Copy every entry exactly as given, minus the images.

═══ Data provided ═══

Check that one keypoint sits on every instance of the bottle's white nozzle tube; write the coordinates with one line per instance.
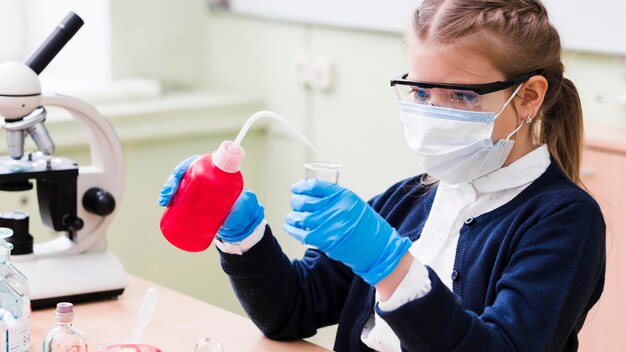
(261, 114)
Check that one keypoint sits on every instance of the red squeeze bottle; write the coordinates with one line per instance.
(204, 198)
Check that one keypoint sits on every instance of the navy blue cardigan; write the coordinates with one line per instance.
(525, 275)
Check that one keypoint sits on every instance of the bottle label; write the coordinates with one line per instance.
(14, 333)
(11, 339)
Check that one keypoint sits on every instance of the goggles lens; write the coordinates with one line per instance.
(450, 98)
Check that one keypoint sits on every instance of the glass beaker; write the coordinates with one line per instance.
(321, 170)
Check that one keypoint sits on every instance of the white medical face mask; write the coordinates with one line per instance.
(453, 145)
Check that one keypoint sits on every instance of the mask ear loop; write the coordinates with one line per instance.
(527, 121)
(508, 101)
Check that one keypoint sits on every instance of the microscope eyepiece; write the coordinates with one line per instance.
(54, 43)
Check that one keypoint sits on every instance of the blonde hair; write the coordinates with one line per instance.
(517, 37)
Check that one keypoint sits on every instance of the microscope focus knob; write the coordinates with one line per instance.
(98, 201)
(73, 223)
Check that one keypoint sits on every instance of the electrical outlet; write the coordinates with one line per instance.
(321, 74)
(313, 72)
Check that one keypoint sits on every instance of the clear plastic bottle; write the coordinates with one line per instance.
(13, 325)
(204, 198)
(19, 282)
(64, 338)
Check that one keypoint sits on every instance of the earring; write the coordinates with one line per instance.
(528, 119)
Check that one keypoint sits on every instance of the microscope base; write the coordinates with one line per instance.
(74, 278)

═══

**Response to the task:**
Check that one keypoint sits on every instance of the bottle's white nozzle tube; write the coordinates with one line per instance.
(261, 114)
Check that one keypoint sits on every instance of the red squeeze bottle; write the coordinates with one line per instance.
(204, 198)
Check that one keypoint sits on every instance of the navy blue cardigan; write the coordinates with one line per instance.
(525, 275)
Check that one keypoint sits on every instance of the bottle label; write the coordinates with one line per instance.
(14, 333)
(11, 339)
Check that one keypoint sits on every instance of the goggles lens; write the coordinates with one line per instance.
(450, 98)
Check that one keypoint sits on every instance of the glass beaker; write the coordinates with one line per instance.
(321, 170)
Check that one keypoint sits on every instance of the white medical face mask; write the coordinates with one line per instance.
(453, 145)
Check that one keypoint sits on every instance of the mask ear loop; write the coordinates with one line per instance.
(527, 121)
(508, 101)
Check that one keypoint sits on every instance of the microscope eyepiece; write the coordinates with one line per instance.
(54, 43)
Check that one keypoint sits on every instance of the blonde hair; write the coordinates with one line per instance.
(517, 37)
Check that one keypoint sits on every instance of the microscope focus knob; write the coordinates with one line per instance.
(98, 201)
(73, 223)
Check that one keypoint sits on every instance of the electrical outlet; write the coordinates with one line per instance.
(321, 74)
(313, 72)
Check that one keypoint sits on every instance of the clear plastic bottle; write the coordinates with one line per instance.
(13, 325)
(204, 198)
(19, 282)
(64, 338)
Check that one keypoint sits on every instance of the earring; write the coordinates with one line per instance.
(528, 119)
Check that one keypoint sits on every instance of the microscope base; write the coordinates with one line per instance.
(74, 278)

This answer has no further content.